** start READING PASSAGE **
Gerhard Ernest Untermann, Sr. (1864–1956) was a German-American seaman, socialist author, translator, newspaper editor. In his later life he was Director of the old Washington Park Zoo in Milwaukee, a geologist, fossil hunter, and artist.

Biography

Early years
Ernest was born in Brandenburg, Prussia (Germany) on November 6, 1864. He studied geology and paleontology at the University of Berlin. Upon graduation, he later recalled that he was "drafted into the great army of the unemployed before I had done a stroke of useful work. Society had trained me for intellectual tasks, but had failed to provide for employment." Untermann took work as a deckhand on a German steamer sailing to New York City, and thus he was exposed to America for the first time. Untermann subsequently took several trips around the world working on German, Spanish, and American sailing vessels. In the course of his nautical adventures, Untermann was shipwrecked three times, thus exposing him to life in the Philippine Islands and China firsthand. In the third incident, he narrowly escaped with his life when his own vessel went down in the North Sea.
** end READING PASSAGE **
## TASKS TO CARRY OUT
[1] In the listing below, turn the lines from the one containing "Guideline: one keypoint per instance of the high" up to and including the one containing "[(415, 471)]" into a numbered list, omitting any blank lines.
[2] Extend the Untermann biography above, picking up after its final sentence.
** start GIVEN INFORMATION **
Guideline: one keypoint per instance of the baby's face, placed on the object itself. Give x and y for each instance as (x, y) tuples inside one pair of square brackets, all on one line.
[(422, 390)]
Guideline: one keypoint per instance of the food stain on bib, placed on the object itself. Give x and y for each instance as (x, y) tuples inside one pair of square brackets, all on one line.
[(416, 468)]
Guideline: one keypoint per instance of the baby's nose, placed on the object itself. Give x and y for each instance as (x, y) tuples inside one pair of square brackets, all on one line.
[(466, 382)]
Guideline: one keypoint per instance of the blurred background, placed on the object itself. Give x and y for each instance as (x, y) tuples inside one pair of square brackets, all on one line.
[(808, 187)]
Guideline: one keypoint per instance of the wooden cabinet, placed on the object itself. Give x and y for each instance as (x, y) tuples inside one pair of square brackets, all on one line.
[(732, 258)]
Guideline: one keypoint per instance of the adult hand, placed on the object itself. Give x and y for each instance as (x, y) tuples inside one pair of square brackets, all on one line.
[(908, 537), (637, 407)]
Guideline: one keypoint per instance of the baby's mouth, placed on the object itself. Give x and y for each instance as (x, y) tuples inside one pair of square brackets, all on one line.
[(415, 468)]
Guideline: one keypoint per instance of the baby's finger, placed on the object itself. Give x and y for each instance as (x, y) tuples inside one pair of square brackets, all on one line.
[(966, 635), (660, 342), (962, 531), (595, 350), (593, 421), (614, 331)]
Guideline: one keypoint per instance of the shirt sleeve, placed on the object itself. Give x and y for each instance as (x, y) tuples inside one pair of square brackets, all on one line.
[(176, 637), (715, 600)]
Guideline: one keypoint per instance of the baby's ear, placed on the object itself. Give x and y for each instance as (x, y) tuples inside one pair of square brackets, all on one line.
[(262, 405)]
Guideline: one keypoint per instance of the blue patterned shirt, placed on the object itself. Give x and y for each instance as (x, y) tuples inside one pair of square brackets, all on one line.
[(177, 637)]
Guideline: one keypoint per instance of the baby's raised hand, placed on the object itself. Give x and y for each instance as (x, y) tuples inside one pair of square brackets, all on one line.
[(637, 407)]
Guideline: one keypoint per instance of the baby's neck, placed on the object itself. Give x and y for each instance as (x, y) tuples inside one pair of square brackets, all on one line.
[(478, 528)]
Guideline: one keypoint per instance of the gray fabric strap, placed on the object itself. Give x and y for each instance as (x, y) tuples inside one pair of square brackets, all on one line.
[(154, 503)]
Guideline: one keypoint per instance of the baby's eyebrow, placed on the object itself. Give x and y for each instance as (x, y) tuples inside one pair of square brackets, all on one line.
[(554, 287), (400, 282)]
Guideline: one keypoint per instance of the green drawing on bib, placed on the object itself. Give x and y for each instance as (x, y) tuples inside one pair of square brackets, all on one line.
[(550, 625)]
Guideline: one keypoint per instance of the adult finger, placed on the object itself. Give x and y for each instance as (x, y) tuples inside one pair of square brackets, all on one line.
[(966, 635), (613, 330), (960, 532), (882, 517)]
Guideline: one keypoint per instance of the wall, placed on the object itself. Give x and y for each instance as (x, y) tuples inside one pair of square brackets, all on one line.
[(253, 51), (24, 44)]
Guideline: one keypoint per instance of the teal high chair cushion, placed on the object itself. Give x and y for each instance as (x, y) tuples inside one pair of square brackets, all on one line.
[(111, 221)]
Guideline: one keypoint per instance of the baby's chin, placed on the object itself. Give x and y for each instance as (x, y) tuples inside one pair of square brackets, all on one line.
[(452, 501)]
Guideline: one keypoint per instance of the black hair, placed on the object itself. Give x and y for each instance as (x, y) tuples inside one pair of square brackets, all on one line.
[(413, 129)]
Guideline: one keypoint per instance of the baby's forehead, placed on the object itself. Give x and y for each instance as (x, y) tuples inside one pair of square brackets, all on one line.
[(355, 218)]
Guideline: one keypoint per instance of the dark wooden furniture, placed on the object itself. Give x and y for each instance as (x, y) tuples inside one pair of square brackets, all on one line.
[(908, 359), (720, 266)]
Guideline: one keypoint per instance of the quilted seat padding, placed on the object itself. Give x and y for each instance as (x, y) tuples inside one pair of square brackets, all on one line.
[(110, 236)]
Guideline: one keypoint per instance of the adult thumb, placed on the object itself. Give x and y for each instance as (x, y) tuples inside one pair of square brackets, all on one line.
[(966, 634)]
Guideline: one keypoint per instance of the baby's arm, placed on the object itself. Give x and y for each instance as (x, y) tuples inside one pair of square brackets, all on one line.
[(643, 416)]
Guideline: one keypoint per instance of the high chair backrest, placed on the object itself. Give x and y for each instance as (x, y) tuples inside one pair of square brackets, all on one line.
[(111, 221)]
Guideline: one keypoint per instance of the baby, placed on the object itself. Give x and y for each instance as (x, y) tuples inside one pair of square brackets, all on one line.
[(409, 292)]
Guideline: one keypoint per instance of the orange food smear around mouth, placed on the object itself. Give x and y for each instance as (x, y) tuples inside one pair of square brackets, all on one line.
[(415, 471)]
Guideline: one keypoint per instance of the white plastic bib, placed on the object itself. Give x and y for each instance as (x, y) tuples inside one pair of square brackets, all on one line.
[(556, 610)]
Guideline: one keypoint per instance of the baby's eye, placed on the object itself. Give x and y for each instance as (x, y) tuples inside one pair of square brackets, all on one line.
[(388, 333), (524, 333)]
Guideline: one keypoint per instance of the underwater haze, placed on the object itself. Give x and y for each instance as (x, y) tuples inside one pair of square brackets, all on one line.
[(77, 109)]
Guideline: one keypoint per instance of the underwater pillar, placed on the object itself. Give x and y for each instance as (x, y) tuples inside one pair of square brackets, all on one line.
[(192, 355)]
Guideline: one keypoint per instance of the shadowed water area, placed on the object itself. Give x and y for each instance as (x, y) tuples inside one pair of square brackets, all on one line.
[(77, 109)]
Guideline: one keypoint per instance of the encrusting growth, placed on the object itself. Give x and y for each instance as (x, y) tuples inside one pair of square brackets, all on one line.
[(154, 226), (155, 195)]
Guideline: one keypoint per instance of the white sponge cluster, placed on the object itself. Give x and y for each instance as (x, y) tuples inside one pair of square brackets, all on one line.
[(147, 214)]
** end GIVEN INFORMATION **
## ANSWERS FOR THE TASKS
[1]
1. Guideline: one keypoint per instance of the high chair backrest, placed on the object itself. Give x and y for each instance as (x, y) tuples inside one pair of square brackets, all on one line.
2. [(111, 221)]
3. Guideline: one keypoint per instance of the baby, placed on the object itself. Give x and y for each instance as (x, y) tuples inside one pair of square brackets, all on one line.
4. [(409, 292)]
5. Guideline: one keypoint per instance of the orange food smear around mouth, placed on the object itself. Give x and y for each instance as (x, y) tuples inside one pair of square brackets, all on one line.
6. [(415, 471)]

[2]
Following these events, Untermann was briefly in the German military, an interlude which he later recalled to be decisive in his political radicalization:
"I had learned the truth of economic determinism and of the class struggle without knowing these terms. But I still clung to the illusion of patriotism. The drillmasters of Billy the Versatile cured me of that. The class line in all its brutal nakedness became visible to me. The tyrannical and insolent arrogance of the demigods with shoulder straps roused my spirit of independence to its climax. An affront, a blow, a courtmartial, closed my military career and fixed in my mind one aim — the abolition of the ruling class."

Untermann briefly returned to the University of Berlin for post graduate courses, but later said this only "showed me the rottenness of the intellectual elite of Germany." Still, it was at this time that Untermann first came into contact with the Social Democratic newspaper Vorwärts ("Forward") and various other Marxist books and leaflets, which gave concrete political form to his emerging radicalism.

Untermann emigrated to America and joined the merchant marine, spending the next 10 years on board ships plying the South Seas trade routes. He became a US citizen in 1893.

Socialist years
Untermann was a member of the Socialist Labor Party of America (SLP) in the 1890s before leaving to join the Socialist Party of America (SPA).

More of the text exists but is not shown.